**EXTRAIT DE TEXTE**
3 juin 2025
Feuille de route du numérique en santé : état des lieux à mi-parcours avec David Sainati - 2ème partie
Feuille de route du numérique en santé : état des lieux à mi-parcours avec David Sainati - 2ème partie
Lancée en 2023, la deuxième feuille de route du numérique en santé entend transformer en profondeur le système de santé français grâce aux outils numériques. Suite de notre entretien exclusif avec David Sainati, co-responsable de la Délégation au numérique en santé.
L’intelligence artificielle fait partie des grands enjeux du moment. Quelle place lui est réservée dans cette feuille de route ?
La feuille de route sur l’IA en santé annoncée par Monsieur le Ministre Yannick Neuder lors du Sommet pour l’action sur l’IA s’intègre dans la feuille de route du numérique en santé. Cela fait en effet plus de cinq ans que nous soutenons en interministériel le développement de l’intelligence artificielle en santé d’abord avec le « Grand défi IA en santé » puis avec la stratégie d'accélération « Santé numérique » qui ont permis de poser un cadre propice et financer des projets d’envergure qui intègrent l'intelligence artificielle.
Nous avons récemment publié un état des lieux de toutes les actions qui sont mises en œuvre par le Ministère et les opérateurs du ministère de la Santé autour de l'intelligence artificielle. Ce document est notre base de travail pour la feuille de route de l’IA en santé qui sera mise en consultation publique avant l’été.
La place qui est réservée à l'intelligence artificielle au sein de la feuille de route du numérique en santé est déjà importante, plusieurs actions clés peuvent être citées.. Tout d’abord nous avons œuvré pour que la formation au numérique en santé (dont l’IA) soit rendue obligatoire dans tous les cursus de formation des professions médicales et paramédicales.

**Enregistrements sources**

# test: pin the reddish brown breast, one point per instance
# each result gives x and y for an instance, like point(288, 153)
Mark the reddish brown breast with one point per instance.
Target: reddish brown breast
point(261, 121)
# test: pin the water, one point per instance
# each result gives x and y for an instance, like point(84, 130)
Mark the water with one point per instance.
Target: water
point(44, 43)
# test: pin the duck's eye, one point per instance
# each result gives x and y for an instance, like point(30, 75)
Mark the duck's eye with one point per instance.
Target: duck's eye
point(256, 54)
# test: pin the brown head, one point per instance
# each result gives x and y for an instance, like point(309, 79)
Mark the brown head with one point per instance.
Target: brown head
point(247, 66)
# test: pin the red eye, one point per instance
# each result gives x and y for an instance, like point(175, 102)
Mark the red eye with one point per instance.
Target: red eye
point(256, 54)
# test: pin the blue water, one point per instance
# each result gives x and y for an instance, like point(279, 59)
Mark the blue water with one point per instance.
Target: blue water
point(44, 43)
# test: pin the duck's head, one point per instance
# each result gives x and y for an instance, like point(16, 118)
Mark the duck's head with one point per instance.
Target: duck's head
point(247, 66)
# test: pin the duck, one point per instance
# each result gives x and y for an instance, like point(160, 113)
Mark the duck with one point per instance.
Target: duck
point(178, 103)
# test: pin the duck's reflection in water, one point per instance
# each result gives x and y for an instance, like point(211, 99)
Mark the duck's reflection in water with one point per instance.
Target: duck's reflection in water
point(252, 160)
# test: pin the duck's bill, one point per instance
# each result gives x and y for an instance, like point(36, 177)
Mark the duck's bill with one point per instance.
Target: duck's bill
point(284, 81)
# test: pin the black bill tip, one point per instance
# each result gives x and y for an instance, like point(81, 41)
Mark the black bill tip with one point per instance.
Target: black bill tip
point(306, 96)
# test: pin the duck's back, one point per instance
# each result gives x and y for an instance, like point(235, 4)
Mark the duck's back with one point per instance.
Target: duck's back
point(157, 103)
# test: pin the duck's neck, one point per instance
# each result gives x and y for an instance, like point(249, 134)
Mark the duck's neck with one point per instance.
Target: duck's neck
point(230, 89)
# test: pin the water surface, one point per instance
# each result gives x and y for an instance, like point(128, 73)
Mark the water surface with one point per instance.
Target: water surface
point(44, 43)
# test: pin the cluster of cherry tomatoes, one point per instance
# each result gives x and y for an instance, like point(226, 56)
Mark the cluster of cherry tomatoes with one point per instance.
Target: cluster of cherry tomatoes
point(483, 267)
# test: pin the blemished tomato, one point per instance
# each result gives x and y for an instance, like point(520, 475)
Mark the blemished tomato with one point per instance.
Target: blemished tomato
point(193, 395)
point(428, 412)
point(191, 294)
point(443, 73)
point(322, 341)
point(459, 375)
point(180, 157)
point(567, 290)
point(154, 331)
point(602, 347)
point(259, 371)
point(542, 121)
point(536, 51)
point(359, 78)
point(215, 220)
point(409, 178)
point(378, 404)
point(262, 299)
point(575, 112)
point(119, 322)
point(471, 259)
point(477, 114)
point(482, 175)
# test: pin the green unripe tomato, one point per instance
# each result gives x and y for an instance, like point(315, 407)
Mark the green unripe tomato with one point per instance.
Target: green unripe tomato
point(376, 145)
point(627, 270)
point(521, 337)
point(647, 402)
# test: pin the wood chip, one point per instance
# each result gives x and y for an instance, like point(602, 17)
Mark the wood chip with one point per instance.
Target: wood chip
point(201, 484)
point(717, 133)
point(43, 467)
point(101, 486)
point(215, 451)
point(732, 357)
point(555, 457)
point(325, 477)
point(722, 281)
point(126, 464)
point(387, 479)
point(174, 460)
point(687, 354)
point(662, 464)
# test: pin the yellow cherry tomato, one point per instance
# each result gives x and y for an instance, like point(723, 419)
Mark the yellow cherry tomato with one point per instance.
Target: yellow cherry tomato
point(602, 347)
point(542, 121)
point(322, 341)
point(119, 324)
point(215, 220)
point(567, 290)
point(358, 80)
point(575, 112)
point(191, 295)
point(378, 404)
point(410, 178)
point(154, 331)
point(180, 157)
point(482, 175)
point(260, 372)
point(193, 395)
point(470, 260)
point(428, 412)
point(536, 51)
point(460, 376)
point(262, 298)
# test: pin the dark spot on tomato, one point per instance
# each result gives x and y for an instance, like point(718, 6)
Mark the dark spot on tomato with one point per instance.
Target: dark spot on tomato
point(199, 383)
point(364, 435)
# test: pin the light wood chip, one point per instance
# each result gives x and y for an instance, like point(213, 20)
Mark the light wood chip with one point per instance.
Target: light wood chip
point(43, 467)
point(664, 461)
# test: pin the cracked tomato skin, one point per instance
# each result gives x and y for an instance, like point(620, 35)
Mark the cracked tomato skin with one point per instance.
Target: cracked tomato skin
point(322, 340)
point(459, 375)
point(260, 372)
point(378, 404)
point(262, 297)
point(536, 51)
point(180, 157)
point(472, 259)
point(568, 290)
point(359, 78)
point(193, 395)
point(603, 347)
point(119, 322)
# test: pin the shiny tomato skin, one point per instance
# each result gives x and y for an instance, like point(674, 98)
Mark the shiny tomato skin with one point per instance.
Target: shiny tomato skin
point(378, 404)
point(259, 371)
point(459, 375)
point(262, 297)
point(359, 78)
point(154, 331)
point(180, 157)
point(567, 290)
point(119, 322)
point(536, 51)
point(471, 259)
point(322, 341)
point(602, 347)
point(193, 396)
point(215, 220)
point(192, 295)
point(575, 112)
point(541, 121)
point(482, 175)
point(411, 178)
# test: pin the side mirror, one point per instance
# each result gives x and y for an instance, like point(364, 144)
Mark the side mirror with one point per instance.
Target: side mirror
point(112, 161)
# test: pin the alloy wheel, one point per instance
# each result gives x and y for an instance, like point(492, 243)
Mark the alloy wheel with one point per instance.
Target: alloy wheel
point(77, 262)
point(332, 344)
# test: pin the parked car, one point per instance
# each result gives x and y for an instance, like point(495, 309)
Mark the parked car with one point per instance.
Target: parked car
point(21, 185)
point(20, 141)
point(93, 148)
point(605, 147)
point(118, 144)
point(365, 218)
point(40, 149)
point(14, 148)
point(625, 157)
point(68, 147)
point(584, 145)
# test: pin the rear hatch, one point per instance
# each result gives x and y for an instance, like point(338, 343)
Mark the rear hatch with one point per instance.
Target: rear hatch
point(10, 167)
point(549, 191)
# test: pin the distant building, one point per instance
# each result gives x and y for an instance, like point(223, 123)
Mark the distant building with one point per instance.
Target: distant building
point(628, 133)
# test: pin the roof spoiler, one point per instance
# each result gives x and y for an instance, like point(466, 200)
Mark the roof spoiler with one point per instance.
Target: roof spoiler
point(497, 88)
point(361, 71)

**CONSIGNE DE TRAVAIL**
Transcrivez à l'identique le passage de l'entretien sur la feuille de route du numérique en santé, en partant de « Nous avons récemment » et en allant jusqu'à « publique avant l’été. ». Les lignes n'interviennent en rien dans ce travail.

**RÉSULTAT ATTENDU**
Nous avons récemment publié un état des lieux de toutes les actions qui sont mises en œuvre par le Ministère et les opérateurs du ministère de la Santé autour de l'intelligence artificielle. Ce document est notre base de travail pour la feuille de route de l’IA en santé qui sera mise en consultation publique avant l’été.